**** KUTIPAN DOKUMEN

PANGKALAN BUN – Kerugian peternak ikan keramba di Sungai Arut diperkirakan mencapai Rp 6 miliar. Sebab, semua ikan nila yang dibudidayakan mati setelah air sungai berubah dari cokelat menjadi jernih kehijauan.
Pemilik keramba, Diati, mengungkapkan bahwa kerugian Rp 6 miliar tersebut merupakan keseluruhan petani keramba yang ada di Sungai Arut. Tidak satu pun ikan nila yang bertahan hidup.
"Tiap tahun memang seperti ini, tapi ini yang paling parah. Dulu, tidak semua ikan mati. Ada beberapa jenis ikan yang masih bisa bertahan," ungkap Diati, Selasa (10/11).
Kebanyakan para petani saat ini belum berani menebar bibit ikan. Mereka akan menunggu sampai kondisi Sungai Arut kembali normal. "Bagi yang kehabisan modal, bisa gulung tikar. Saya saja sudah lebih Rp 400 juta merugi," kata Diati.
Diati biasanya bisa memenuhi orderan untuk rumah makan setiap hari, namun saat ini pihaknya tidak bisa lagi memenuhi orderan tersebut. Setok ikan segar pun kosong. Untuk ikan dalam kondisi mati, para petani membuang langsung ke sungai, sedangkan yang masih segar, langsung dijual ke pasar ataupun dijadikan ikan asin.
"Ikan di keramba maupun ikan liar mati semua, kemarin saja ada yang nangguk dan menumbak dapat ikan belida besar 10 kilogram, pada mabuk semua ikannya," ujar Diati.

********
**** INFORMASI YANG DITAMPILKAN

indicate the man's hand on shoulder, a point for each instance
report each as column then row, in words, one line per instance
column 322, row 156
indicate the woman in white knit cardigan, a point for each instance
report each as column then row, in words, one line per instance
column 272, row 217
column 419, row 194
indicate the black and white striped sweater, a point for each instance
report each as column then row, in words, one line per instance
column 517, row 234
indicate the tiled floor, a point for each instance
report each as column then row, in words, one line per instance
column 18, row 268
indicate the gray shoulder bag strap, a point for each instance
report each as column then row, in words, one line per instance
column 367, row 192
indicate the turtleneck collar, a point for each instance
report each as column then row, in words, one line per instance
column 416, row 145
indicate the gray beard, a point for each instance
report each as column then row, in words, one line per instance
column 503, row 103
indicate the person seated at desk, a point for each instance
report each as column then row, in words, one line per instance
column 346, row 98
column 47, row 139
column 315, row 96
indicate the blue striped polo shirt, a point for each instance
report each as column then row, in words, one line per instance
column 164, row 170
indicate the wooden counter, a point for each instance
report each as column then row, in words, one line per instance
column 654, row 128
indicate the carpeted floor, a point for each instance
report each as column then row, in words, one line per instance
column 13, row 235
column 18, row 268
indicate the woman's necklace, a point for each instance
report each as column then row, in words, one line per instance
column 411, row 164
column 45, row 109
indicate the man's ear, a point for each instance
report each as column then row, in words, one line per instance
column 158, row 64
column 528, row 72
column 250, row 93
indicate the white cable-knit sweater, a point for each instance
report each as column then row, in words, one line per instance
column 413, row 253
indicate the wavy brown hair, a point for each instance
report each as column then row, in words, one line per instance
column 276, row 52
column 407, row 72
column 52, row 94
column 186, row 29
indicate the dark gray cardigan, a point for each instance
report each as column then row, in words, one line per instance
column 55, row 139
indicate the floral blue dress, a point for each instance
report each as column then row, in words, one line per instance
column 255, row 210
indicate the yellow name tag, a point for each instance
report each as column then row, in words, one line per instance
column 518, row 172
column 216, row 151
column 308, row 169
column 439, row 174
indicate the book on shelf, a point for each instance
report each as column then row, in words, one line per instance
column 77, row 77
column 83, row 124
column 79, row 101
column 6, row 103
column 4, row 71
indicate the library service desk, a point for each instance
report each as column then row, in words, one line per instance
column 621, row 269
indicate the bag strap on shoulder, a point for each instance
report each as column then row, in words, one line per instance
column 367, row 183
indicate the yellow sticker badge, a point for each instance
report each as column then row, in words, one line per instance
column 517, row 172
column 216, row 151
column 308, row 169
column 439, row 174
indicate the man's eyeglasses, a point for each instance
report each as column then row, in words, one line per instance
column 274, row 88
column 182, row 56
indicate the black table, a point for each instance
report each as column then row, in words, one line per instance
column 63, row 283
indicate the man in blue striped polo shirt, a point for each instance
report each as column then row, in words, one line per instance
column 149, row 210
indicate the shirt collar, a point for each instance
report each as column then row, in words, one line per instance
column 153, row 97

********

> [TUGAS YANG DIKERJAKAN]:
(a) Menurut berita tentang kematian ikan keramba di Sungai Arut, berapa besar kerugian yang dialami Diati sendiri?
(b) Lanjutkan berita tentang kematian ikan keramba di Sungai Arut, dimulai setelah kalimat terakhir yang tercantum.

> [JAWABAN LATIHAN INI]:
(a) Lebih dari Rp 400 juta.

(b)
Terpisah, penjual ikan Pasar Indrasari Dahyanti mengatakan, harga ikan saat ini mengalami penurunan drastis. Ikan bawal semula Rp 25 ribu menjadi Rp 5 ribu per kilogram, ikan bila semula Rp 48 ribu menjadi Rp 40 ribu per kilogram, ikan baung dari harga Rp 90 ribu menjadi Rp 50 ribu per kilogram, ikan patin semula Rp 35 ribu menjadi Rp 20 ribu per kilogram, ikan mas Rp 40 ribu menjadi Rp 20 ribu, dan ikan lais semula Rp 150 ribu menjadi Rp 100 ribu.
"Ini ikannya dari keramba semua, pengaruh harga turun drastis gara-gara banyak yang mati. Beberapa hari lalu hujan deras sungai jadi jernih, akibat pengaruh limbah sawit," tandas Dahyanti.
Sementara itu, pemilik rumah makan Semangat 47, Agus, mengatakan bahwa berkurangnya setok ikan di keramba Sungai Arut tidak berpengaruh terhadap rumah makan miliknya. Pihaknya masih bisa mengimbangi dengan mendatangkan setok ikan segar dari Sungai Rasau Lamandau serta dari ikan laut.
"Tidak masalah, kita masih mempunyai alternatif lain dan minat pelanggan untuk makan ikan juga tidak berkurang. Kalaupun stok ikan kosong mereka bisa memilih menu lainnya," kata Agus. (jok/yit)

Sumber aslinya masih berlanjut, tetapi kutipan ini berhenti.